Folk music is another strand suggested as important to the Nordic sound as well as the world of myth. From Grieg and Sibelius onwards, to a band whose name I cannot remember that I saw some years ago in London playing wonderful, wild percussion involving myriad forms of reindeer bones, the rhythms, instruments, melodies and subject matter of folk, myth and legend have been incorporated by Nordic musicians.  Garbarek has spoken of folk elements, found in for example old cattle calls, as “something direct, very ‘loud’ in a way, but with a floating far-off feeling as well as the sense of closeness”. It also allows him to incorporate the music of other cultures, Eastern and Middle Eastern, as well as East European (his father was Polish).

To quote theorist Christian Norberg-Schulz the Nordic world is “a romantic world, in the sense that it brings man (sic) back to a distant ‘past’ which is experienced emotionally rather than understood as allegory of history”. This takes us into the pagan world of cosmic religion, the magic of the runes and the shamanic heart of life, with life as a journey through time and space.

For we are the stars. For we sing.

For we sing with our light.

For we are birds made of fire.

For we spread our wings over the sky.

From a Passamaquoddy poem, from the Jan Garbarek Rites album notes.

▶ _Recorded information_

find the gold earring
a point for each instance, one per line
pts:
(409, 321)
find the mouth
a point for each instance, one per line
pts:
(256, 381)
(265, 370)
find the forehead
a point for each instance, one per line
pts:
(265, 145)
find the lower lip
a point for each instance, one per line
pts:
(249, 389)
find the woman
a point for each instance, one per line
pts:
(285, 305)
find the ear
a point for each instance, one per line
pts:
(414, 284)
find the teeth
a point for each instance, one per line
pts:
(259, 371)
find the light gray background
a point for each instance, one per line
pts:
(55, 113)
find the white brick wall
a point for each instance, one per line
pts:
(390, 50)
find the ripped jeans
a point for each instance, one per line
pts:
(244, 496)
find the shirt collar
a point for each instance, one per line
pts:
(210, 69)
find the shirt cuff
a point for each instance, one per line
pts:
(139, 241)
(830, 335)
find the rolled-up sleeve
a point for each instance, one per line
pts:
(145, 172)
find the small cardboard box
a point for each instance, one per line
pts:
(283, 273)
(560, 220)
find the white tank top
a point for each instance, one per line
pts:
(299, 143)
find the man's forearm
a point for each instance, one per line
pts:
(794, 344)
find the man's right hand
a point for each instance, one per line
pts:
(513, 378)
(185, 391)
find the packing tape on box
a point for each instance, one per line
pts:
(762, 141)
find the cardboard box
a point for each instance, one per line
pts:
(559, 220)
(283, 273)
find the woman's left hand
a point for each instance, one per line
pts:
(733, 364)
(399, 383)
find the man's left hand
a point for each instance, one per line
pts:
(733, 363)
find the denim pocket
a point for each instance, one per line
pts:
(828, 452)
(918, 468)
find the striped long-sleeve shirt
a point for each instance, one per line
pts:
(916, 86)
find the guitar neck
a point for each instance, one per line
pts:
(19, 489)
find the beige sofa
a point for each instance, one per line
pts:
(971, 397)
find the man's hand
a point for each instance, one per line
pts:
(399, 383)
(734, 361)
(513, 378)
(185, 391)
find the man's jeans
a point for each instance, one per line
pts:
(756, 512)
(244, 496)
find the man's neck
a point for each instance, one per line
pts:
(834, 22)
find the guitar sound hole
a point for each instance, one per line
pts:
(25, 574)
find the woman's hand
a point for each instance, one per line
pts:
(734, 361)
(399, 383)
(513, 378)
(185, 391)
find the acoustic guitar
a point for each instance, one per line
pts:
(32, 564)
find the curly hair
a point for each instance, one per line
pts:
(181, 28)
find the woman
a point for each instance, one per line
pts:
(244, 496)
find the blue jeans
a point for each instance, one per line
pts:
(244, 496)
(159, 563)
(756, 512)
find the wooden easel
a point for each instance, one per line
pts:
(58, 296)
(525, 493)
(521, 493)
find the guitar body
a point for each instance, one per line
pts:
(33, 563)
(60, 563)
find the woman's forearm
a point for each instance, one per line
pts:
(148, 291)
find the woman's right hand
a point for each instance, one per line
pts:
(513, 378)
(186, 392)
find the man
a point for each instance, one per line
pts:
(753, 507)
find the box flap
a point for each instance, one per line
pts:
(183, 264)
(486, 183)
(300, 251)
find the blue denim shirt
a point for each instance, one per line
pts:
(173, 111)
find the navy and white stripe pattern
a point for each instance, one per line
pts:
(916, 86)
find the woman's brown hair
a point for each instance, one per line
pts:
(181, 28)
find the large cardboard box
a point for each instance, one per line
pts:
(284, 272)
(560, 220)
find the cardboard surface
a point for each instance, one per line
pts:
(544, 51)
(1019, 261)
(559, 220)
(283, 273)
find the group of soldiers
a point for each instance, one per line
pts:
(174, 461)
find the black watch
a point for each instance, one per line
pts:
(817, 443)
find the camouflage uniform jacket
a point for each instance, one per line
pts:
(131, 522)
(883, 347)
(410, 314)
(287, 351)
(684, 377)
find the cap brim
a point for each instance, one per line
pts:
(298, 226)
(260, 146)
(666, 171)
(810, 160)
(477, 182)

▶ _Task set_
**A.** In the excerpt on the Nordic sound in music, rewrite the paragraph beginning "Folk music is another strand" as a short bulleted list that keeps its main facts.
**B.** According to the excerpt on the Nordic sound in music, which theorist called the Nordic world "a romantic world"?
**C.** Write a continuation of the excerpt on the Nordic sound in music, starting after its final line.

▶ _Responses to the tasks_
**A.**
- Folk music, along with myth, is suggested as an important strand of the Nordic sound.
- From Grieg and Sibelius onward, Nordic musicians have drawn on the rhythms, instruments, melodies and subject matter of folk, myth and legend.
- One example is a band seen in London some years ago that played wild percussion using many forms of reindeer bones.
- Garbarek has described folk elements, such as old cattle calls, as direct and "loud" yet carrying a floating, far-off feeling along with a sense of closeness.
- Folk elements also let him draw on Eastern, Middle Eastern and East European music; his father was Polish.

**B.** Christian Norberg-Schulz.

**C.**
Jan Garbarek Group, Royal Festival Hall, London Jazz Festival, Nov 2012, photograph by Diana Hale

The Jan Garbarek Group concert at the Royal Festival Hall on the 13th November was a characteristically unbroken, unspoken, polished, carefully choreographed set, here of a couple of hours, featuring the current line up of Rainer Brüninghaus on piano and keyboard, Yuri Daniel on bass guitar and Trilok Gurtu on percussion and drums. A reverential and rapt full auditorium had high expectations. From In Praise of Dreams to tracks from Visible Worlds and I took Up the Runes, the pace and tone varied from plangent to lilting to fast and syncopated, with soprano sax to start with, at times echoing tabla, followed by tenor, snatches of familiar tunes coming and going. Some almost classical piano solos followed a long guitar solo but for me even with the heightened sound system throughout the drum kit was too loud and heavy all through. It worked best for me when no more than 3 out of 4 participants were playing – less was more I think. Tabla and percussion became more dominant than drum luckily, but eventually taking over completely with an extended solo also featuring voice, birdsong sounds, cymbal in a bucket of water etc. The penultimate back and forth sequence with Jan on flute and Trilok vocalising even had us clapping along, fairly unheard of in a Garbarek concert! No solo from Garbarek himself. I actually enjoyed the last piece and the encore most of all, when the band seemed to come together more and we had a more flowing performance.

I have to admit to having been spoiled by seeing Garbarek play, unamplified as far as I remember, in 1995 in a tiny medieval church somewhere in the countryside near Stavanger in Norway. Nothing can repeat the magic of that occasion.

Finnish Jazz at London Jazz Festival (with the odd Norwegian!)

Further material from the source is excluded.